==== DATA FOR THE TASK
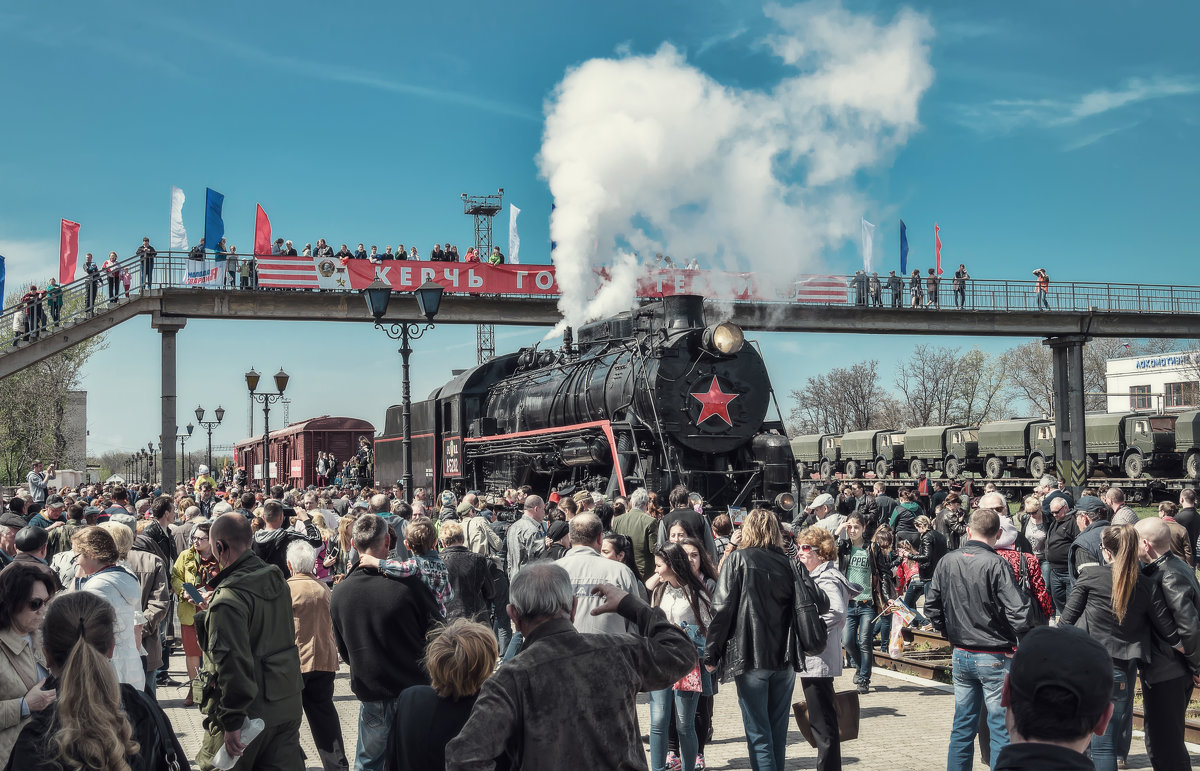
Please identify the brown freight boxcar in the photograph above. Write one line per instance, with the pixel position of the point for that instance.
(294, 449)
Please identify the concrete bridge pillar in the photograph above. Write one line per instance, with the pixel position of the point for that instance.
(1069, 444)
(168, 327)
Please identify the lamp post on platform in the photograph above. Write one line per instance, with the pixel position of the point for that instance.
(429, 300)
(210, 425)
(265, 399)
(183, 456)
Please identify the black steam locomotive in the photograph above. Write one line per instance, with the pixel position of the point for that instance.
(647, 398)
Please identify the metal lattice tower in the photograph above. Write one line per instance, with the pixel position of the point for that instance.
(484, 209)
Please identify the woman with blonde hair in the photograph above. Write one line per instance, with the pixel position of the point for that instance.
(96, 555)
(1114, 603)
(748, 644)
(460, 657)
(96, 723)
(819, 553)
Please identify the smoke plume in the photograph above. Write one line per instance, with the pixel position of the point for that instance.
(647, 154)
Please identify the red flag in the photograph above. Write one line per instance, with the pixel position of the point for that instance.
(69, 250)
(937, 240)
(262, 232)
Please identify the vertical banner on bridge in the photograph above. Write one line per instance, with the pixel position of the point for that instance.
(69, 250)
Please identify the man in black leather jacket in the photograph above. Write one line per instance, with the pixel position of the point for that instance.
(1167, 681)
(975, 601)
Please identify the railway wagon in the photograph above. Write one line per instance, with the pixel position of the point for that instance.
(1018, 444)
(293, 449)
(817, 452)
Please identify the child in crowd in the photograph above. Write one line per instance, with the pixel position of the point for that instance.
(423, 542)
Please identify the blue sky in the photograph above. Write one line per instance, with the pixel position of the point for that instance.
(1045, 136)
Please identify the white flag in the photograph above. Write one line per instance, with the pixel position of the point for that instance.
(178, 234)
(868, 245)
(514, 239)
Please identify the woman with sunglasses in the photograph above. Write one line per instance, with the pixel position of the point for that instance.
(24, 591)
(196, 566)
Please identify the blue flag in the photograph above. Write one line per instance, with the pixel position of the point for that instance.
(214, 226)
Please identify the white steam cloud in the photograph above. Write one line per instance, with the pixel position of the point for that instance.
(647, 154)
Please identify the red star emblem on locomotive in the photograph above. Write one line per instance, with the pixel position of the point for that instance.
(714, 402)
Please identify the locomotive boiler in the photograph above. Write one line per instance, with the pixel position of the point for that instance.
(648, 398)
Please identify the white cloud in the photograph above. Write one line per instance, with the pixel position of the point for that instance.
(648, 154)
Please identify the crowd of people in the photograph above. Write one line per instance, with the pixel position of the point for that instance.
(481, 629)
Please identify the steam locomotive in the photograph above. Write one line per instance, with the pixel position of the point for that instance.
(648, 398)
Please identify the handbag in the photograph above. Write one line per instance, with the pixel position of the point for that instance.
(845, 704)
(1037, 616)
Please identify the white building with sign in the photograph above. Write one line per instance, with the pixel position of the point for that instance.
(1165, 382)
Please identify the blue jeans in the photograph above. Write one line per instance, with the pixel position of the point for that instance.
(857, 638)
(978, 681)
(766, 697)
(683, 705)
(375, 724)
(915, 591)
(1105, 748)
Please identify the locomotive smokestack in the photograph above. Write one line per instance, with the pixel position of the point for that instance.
========
- WHAT TO DO: Change "photograph" to "image" in the items from the line holding "Please identify the white building" through the end of the items, inclusive. Give those lines again with everything else unchanged.

- TASK ANSWER:
Please identify the white building with sign in the image above. Write one line per instance, with the pixel position of the point for that instance.
(1165, 382)
Please identify the blue jeans in the image above. Write one line per instance, with the pixel position of the point for that instance.
(857, 638)
(978, 681)
(766, 697)
(683, 705)
(375, 724)
(915, 591)
(1105, 748)
Please identify the locomotive smokestack in the image above. Write one line per instance, with the pixel position of the point for that instance.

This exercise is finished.